## Fragmento para leer
◆ ◆ ◆ ◆ ◆ ◆ ◆

La confianza que tiene Pablo en el poder de Dios, que resucitó a Cristo, y la esperanza en que este mismo poder se manifieste abundantemente en la gloria eterna de los creyentes, le hacen considerar en poco las tribulaciones de hoy, que bien pueden soportarse con paciencia. La esperanza se funda en el espíritu de fe, es decir, en aquella fe que causa el Espíritu de "porque creemos, por eso hablamos" (alusión al Sal 116, 10). Esa esperanza que late ya en nuestro interior como una primicia de todo lo que esperamos (cf. Rom 8, 18-39) se apoya en la fe en la resurrección de Cristo y tiende hacia la vida eterna de todos los creyentes.

EUCARISTÍA 1988/28



4. H/INTERIOR:

Desmoronamiento externo y renovación interna. La persona física viene destruida por las angustias y fatigas de cada día, las fuerzas se agotan hasta la destrucción total, son los vasos de arcilla del v. 7, pero el hombre interior, el hombre que por el bautismo ha sido trasplantado en nosotros y que encuentra vida en la fe, se vigoriza. En otros pasajes lo describe como hombre nuevo, Ef 4, 24, nueva creación, 2 Cor 5, 17. Es Cristo que crece en nosotros. Pablo experimenta el contraste del hombre mortal en el que actúan las fuerzas disgregadoras de la muerte pero que no pueden afectar al hombre interior.

P. FRANQUESA
MISA DOMINICAL 1985/12



5.

Irradia el fragmento un profundo optimismo. No puede uno olvidar aquello que reclamaba F. Nietzsche: Sólo si los cristianos tuvieran rostro de resucitados podría yo creer en su Salvador. Pero este optimismo no es sonrisa banal sino exigencia rotunda: "cuantos más reciban la gracia, mayor será el agradecimiento", lo que implica una actitud misionera constante. La depresión, pandemia espiritual de nuestro tiempo, además de terapias y psicofármacos encontraría alivio con las palabras del Apóstol: "Una tribulación pasajera y liviana produce un inmenso e incalculable tesoro de gloria". Las últimas palabras de Pablo pueden recalcarse citando la conocida frase de A. Saint Exupery en El Principito: "He aquí mi secreto que es muy simple: lo esencial es invisible para los ojos".

P. J. YNARAJA
MISA DOMINICAL 1991/09



6.

◆ ◆ ◆ ◆ ◆ ◆ ◆

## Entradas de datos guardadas
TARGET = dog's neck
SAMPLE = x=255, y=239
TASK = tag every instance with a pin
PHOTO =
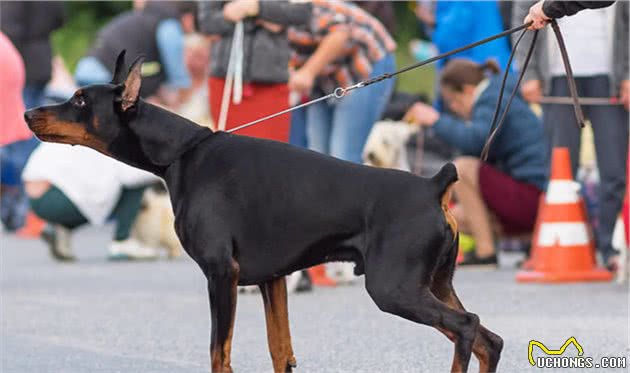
x=153, y=138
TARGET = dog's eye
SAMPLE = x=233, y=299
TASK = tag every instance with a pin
x=78, y=101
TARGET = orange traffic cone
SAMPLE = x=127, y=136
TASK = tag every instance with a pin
x=319, y=277
x=564, y=246
x=33, y=226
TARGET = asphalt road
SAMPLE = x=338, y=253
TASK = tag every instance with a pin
x=98, y=316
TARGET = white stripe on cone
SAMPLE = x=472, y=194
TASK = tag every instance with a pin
x=564, y=234
x=562, y=191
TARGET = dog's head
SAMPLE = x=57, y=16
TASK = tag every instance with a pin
x=95, y=115
x=385, y=146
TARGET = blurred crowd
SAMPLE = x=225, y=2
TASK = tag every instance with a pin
x=226, y=63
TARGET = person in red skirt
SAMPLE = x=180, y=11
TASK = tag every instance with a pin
x=265, y=52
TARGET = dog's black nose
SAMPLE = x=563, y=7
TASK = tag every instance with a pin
x=371, y=157
x=28, y=116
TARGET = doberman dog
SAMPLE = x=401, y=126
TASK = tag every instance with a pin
x=250, y=211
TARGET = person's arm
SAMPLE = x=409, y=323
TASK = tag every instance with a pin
x=531, y=88
x=545, y=10
x=285, y=13
x=170, y=41
x=559, y=9
x=453, y=29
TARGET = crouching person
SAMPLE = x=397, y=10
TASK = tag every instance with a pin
x=499, y=195
x=72, y=186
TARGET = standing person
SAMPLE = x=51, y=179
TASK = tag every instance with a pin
x=508, y=185
x=29, y=24
x=265, y=60
x=69, y=186
x=155, y=29
x=457, y=23
x=16, y=140
x=597, y=44
x=340, y=46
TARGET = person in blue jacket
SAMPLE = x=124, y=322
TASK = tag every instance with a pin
x=458, y=23
x=508, y=185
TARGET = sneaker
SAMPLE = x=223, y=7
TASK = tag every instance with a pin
x=299, y=282
x=58, y=239
x=130, y=249
x=472, y=260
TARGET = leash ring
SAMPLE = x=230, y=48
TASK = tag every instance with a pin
x=339, y=92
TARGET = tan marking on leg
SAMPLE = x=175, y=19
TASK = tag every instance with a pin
x=277, y=317
x=220, y=356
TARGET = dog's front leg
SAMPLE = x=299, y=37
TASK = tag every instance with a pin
x=222, y=292
x=274, y=295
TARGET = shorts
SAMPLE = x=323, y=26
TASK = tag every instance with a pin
x=513, y=202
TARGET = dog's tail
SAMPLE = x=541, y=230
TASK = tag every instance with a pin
x=443, y=181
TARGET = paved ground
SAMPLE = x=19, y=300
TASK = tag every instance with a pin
x=96, y=316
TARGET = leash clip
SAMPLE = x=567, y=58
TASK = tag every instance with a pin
x=341, y=92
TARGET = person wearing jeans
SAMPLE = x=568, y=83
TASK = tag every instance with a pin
x=597, y=45
x=340, y=127
x=339, y=49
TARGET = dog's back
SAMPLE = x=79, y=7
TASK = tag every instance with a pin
x=294, y=207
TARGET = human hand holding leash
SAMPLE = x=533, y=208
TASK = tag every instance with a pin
x=624, y=94
x=532, y=91
x=301, y=81
x=239, y=9
x=537, y=16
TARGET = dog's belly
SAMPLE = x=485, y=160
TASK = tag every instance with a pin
x=287, y=261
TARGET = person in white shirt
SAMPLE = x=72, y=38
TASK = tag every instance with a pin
x=71, y=186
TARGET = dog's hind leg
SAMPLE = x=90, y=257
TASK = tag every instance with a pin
x=406, y=295
x=487, y=345
x=222, y=291
x=274, y=294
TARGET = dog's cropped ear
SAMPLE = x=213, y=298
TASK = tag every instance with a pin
x=131, y=91
x=119, y=70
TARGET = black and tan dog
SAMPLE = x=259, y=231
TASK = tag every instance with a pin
x=250, y=211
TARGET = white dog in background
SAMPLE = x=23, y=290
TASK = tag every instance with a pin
x=386, y=145
x=155, y=224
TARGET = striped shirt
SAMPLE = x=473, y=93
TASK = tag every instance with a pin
x=369, y=43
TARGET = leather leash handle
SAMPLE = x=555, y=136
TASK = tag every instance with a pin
x=579, y=115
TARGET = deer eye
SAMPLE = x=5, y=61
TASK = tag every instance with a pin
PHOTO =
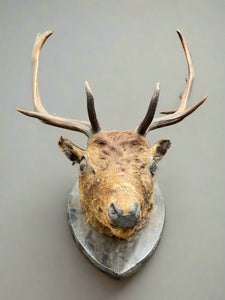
x=153, y=167
x=83, y=164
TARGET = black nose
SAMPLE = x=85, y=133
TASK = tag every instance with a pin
x=122, y=220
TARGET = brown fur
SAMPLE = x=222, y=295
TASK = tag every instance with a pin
x=118, y=171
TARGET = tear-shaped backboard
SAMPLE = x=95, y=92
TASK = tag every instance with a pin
x=118, y=258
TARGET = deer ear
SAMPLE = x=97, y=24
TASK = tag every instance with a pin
x=73, y=152
x=159, y=149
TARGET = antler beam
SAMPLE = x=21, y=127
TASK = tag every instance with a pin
x=88, y=128
x=175, y=116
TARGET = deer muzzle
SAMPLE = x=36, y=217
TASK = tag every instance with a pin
x=119, y=218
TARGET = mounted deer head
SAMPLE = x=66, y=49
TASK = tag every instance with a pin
x=117, y=170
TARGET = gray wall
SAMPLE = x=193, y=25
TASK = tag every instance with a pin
x=122, y=48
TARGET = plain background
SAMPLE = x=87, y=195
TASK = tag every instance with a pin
x=122, y=48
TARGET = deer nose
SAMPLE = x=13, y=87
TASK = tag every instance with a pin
x=122, y=220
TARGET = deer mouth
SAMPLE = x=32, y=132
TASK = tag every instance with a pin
x=122, y=220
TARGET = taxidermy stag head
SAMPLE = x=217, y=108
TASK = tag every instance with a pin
x=117, y=170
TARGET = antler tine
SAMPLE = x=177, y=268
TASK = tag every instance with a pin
x=40, y=112
x=91, y=109
x=175, y=116
x=142, y=128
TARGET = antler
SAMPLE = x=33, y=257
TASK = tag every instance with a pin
x=88, y=128
x=173, y=116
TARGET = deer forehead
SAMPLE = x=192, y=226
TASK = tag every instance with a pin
x=119, y=148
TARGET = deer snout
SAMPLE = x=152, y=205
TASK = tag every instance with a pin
x=122, y=220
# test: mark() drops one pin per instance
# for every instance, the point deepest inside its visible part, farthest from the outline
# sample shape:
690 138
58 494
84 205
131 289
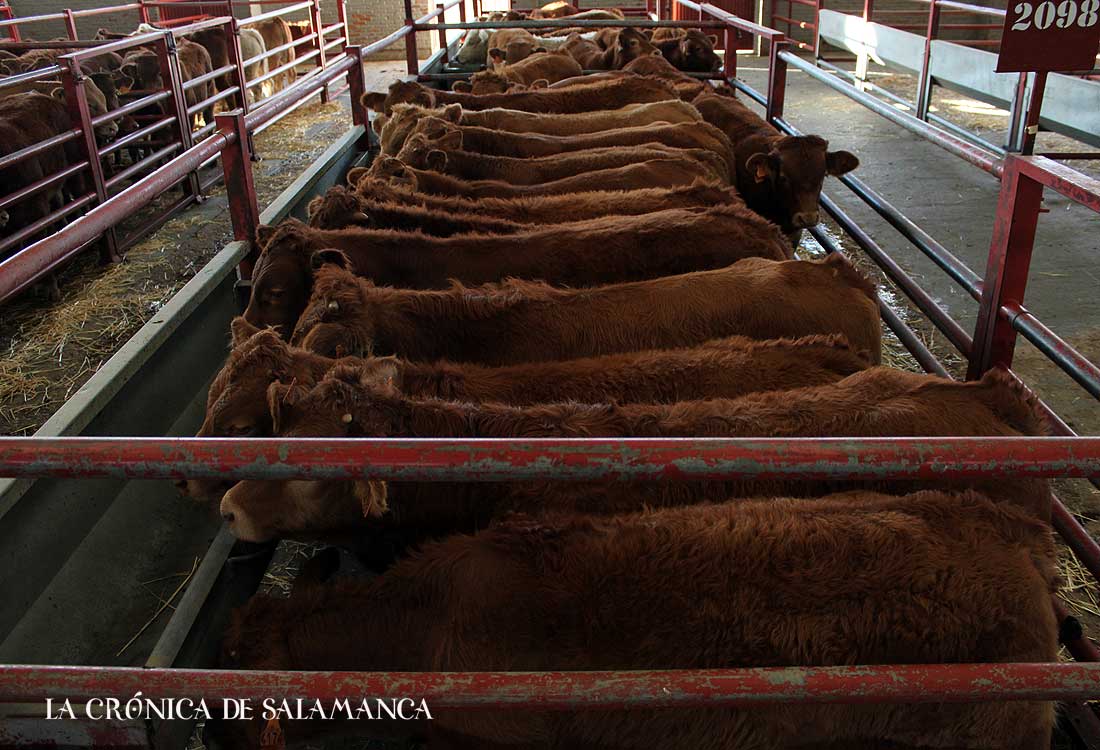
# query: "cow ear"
759 166
329 255
450 141
436 161
355 174
840 162
264 234
281 400
242 330
374 100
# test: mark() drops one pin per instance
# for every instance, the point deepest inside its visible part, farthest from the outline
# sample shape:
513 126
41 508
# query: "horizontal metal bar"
52 142
586 23
499 460
142 165
385 41
939 138
579 691
275 13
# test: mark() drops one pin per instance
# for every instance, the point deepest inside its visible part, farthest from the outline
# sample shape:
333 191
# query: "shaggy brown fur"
624 45
607 95
340 208
529 321
691 135
780 176
394 130
552 209
444 154
585 253
666 173
858 578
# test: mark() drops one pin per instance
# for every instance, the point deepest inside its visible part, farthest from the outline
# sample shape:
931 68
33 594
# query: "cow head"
281 282
633 44
791 175
696 52
404 120
394 173
264 510
337 320
420 153
337 209
237 404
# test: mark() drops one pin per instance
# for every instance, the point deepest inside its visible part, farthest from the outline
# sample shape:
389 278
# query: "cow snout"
805 219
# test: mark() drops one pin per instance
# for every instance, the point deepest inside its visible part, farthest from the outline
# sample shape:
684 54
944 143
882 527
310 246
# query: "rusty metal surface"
579 691
494 460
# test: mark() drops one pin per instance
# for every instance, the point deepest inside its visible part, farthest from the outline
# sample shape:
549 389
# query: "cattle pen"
78 485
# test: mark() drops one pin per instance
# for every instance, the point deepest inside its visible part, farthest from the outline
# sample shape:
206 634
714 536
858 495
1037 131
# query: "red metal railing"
495 460
163 127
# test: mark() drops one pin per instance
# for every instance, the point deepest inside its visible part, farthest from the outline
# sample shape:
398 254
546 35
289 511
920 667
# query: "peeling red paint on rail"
497 460
580 691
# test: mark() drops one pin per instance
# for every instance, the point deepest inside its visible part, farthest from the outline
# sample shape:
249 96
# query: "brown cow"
605 95
664 173
545 66
276 33
585 253
689 135
629 44
689 50
551 209
780 176
443 154
529 321
395 129
237 403
877 403
340 208
857 578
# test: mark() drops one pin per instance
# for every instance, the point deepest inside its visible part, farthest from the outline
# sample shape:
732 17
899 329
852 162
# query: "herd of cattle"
35 111
612 256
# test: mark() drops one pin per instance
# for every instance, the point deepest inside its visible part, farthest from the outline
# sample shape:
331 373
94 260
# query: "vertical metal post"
925 83
862 59
1034 109
442 32
172 77
817 28
411 58
70 25
76 101
1005 278
729 54
777 79
315 21
237 167
356 87
1018 113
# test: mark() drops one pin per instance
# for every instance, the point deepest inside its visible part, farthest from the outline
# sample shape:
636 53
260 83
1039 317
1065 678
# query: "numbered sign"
1049 35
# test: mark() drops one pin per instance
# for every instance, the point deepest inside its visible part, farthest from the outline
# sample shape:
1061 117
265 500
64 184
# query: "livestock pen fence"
1000 293
163 118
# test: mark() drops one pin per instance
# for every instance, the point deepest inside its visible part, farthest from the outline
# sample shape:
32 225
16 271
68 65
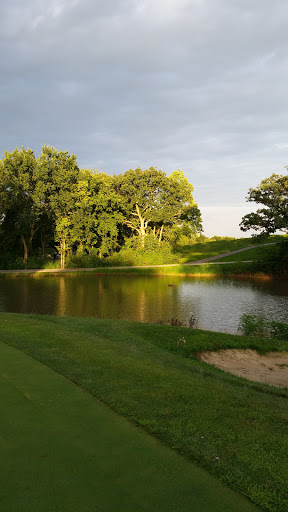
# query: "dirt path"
271 368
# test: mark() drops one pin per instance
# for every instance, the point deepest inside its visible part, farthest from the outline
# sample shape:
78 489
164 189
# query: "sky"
199 85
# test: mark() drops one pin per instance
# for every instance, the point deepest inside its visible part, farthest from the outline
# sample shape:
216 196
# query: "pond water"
216 303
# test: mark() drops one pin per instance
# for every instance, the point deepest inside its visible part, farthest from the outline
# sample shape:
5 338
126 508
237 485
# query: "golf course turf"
60 447
62 450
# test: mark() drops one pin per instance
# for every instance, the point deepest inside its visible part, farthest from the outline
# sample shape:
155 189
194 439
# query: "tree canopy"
272 193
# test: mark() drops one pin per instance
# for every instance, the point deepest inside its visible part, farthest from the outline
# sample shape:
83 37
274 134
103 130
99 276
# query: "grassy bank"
232 427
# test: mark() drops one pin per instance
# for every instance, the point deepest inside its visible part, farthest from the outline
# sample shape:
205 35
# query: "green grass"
62 450
206 249
232 427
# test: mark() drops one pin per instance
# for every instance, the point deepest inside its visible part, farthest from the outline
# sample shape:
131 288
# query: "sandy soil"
271 368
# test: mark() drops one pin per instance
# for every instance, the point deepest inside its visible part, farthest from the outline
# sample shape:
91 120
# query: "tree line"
49 203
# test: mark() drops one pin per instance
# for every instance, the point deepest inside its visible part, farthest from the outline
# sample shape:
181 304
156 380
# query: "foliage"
152 200
154 253
273 194
253 325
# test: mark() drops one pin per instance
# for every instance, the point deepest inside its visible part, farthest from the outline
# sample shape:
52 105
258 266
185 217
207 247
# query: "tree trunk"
25 249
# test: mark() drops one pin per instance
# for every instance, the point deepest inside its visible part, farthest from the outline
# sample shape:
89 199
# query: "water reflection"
216 303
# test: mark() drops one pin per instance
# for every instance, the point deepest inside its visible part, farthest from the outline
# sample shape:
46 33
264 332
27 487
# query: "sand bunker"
271 368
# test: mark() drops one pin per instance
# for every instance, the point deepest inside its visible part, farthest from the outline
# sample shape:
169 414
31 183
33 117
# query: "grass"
62 450
235 429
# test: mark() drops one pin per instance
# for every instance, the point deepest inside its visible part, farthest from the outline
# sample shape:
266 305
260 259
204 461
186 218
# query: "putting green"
63 451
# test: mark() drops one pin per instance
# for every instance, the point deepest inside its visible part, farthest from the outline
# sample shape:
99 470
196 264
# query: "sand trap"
271 368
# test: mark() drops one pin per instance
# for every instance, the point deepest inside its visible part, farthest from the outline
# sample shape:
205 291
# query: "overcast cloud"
199 85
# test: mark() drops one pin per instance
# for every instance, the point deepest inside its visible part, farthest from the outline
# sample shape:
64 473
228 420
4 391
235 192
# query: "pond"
216 303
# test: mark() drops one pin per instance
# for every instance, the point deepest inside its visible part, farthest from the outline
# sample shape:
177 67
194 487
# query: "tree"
20 205
58 176
152 200
273 194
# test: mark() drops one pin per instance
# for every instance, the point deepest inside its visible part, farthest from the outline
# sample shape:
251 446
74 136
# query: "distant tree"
57 187
273 194
20 205
152 200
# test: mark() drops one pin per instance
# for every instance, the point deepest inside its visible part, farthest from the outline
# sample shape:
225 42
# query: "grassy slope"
203 250
68 452
252 254
234 428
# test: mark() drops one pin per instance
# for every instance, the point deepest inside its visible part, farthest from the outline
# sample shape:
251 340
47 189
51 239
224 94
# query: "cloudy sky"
199 85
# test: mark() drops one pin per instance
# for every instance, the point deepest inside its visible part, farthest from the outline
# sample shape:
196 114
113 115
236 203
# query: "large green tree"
57 186
272 193
152 200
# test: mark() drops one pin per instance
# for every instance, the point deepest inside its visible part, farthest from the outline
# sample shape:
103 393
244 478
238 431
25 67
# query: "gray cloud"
195 84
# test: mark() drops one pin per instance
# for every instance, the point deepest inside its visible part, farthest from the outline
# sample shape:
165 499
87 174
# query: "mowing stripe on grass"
61 450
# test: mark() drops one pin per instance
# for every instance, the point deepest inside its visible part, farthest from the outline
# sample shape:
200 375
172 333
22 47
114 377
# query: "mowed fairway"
62 450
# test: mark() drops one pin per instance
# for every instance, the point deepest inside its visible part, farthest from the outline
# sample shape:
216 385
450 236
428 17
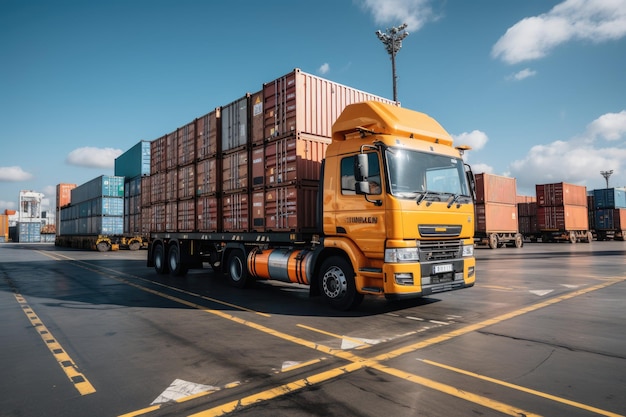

◆ ◆ ◆ ◆ ◆ ◆ ◆

## Qué se pide
1. Anota sin cambios el pasaje del fragmento para leer que comienza con "La confianza que" y sigue hasta "todos los creyentes.".
2. Explica, según el fragmento para leer, por qué Pablo considera en poco las tribulaciones de hoy.

## Lista de respuestas
1.
La confianza que tiene Pablo en el poder de Dios, que resucitó a Cristo, y la esperanza en que este mismo poder se manifieste abundantemente en la gloria eterna de los creyentes, le hacen considerar en poco las tribulaciones de hoy, que bien pueden soportarse con paciencia. La esperanza se funda en el espíritu de fe, es decir, en aquella fe que causa el Espíritu de "porque creemos, por eso hablamos" (alusión al Sal 116, 10). Esa esperanza que late ya en nuestro interior como una primicia de todo lo que esperamos (cf. Rom 8, 18-39) se apoya en la fe en la resurrección de Cristo y tiende hacia la vida eterna de todos los creyentes.

2. Pablo las considera en poco por su confianza en el poder de Dios, que resucitó a Cristo, y por su esperanza en que ese mismo poder se manifieste abundantemente en la gloria eterna de los creyentes. Por eso esas tribulaciones pueden soportarse con paciencia.